- AIM OF THE TASK -
Set down, word for word and in full, the forum thread below about retrieving a web page's title from a URL in a Java servlet.

- PASSAGE TO READ -
------
1

So I'm coding in JSP language but I need to do this in a java servlet. I have a way inside the java program (servlet) to get a URL entered by a user. I stored the URL inside a string. Now all that is left to do is to get the page title information from the URL or the website. Essentially I want to get the title tag inside the html code from the URL. I have never done this before so I was wondering if anyone could give me any pointers on how to do this.

For example lets say i want to get the page title from http://www.computerhope.com/issues/ch000746.htm

When I look at the html code it shows it's "How to view the HTML source code of a web page" as shown in the html code.

<title>How to view the HTML source code of a web page </title>

So how would I be able to access that inside a java program?

Sarah
  • 25
  • 2
  • 5

3 Answers3

6

Try this one.
------
- DATASET CONTENT -
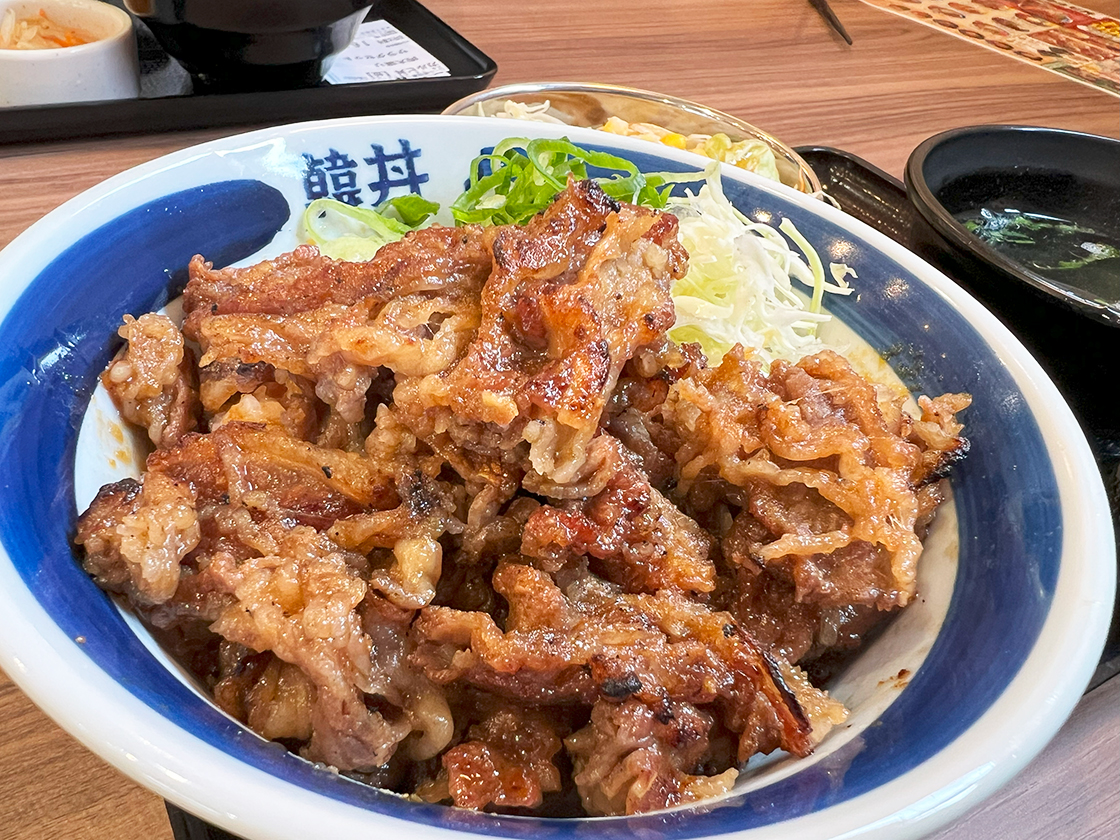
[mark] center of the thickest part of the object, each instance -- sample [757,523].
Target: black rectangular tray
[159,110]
------
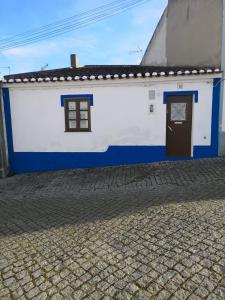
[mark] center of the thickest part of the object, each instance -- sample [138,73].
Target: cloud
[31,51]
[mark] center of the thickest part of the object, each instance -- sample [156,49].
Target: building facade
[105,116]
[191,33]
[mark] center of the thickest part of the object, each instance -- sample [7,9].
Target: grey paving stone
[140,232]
------
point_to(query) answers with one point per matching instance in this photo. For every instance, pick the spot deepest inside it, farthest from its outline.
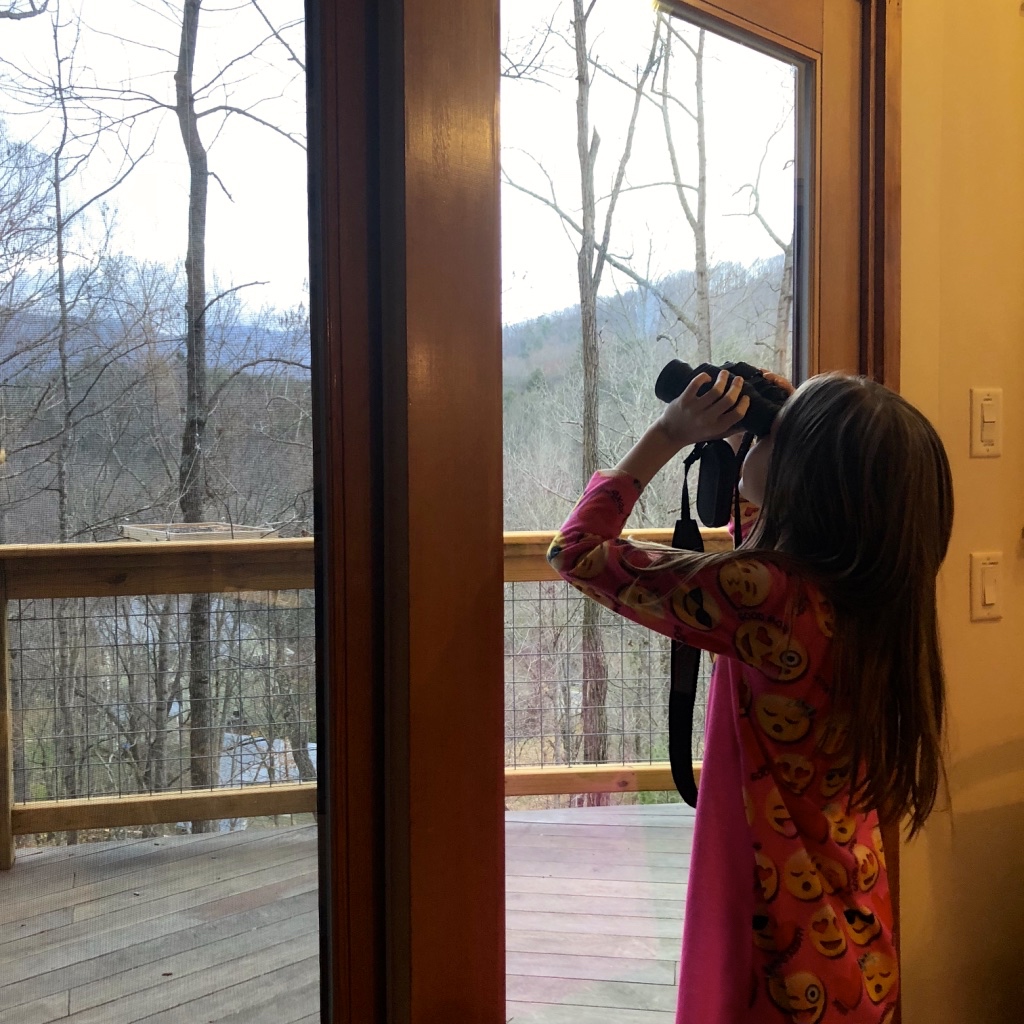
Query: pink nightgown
------
- ANSWER TO THE EXERCISE -
1

So I'm coding in JSP language but I need to do this in a java servlet. I have a way inside the java program (servlet) to get a URL entered by a user. I stored the URL inside a string. Now all that is left to do is to get the page title information from the URL or the website. Essentially I want to get the title tag inside the html code from the URL. I have never done this before so I was wondering if anyone could give me any pointers on how to do this.

For example lets say i want to get the page title from http://www.computerhope.com/issues/ch000746.htm

When I look at the html code it shows it's "How to view the HTML source code of a web page" as shown in the html code.

<title>How to view the HTML source code of a web page </title>

So how would I be able to access that inside a java program?

Sarah
  • 25
  • 2
  • 5

3 Answers3

6

Try this one.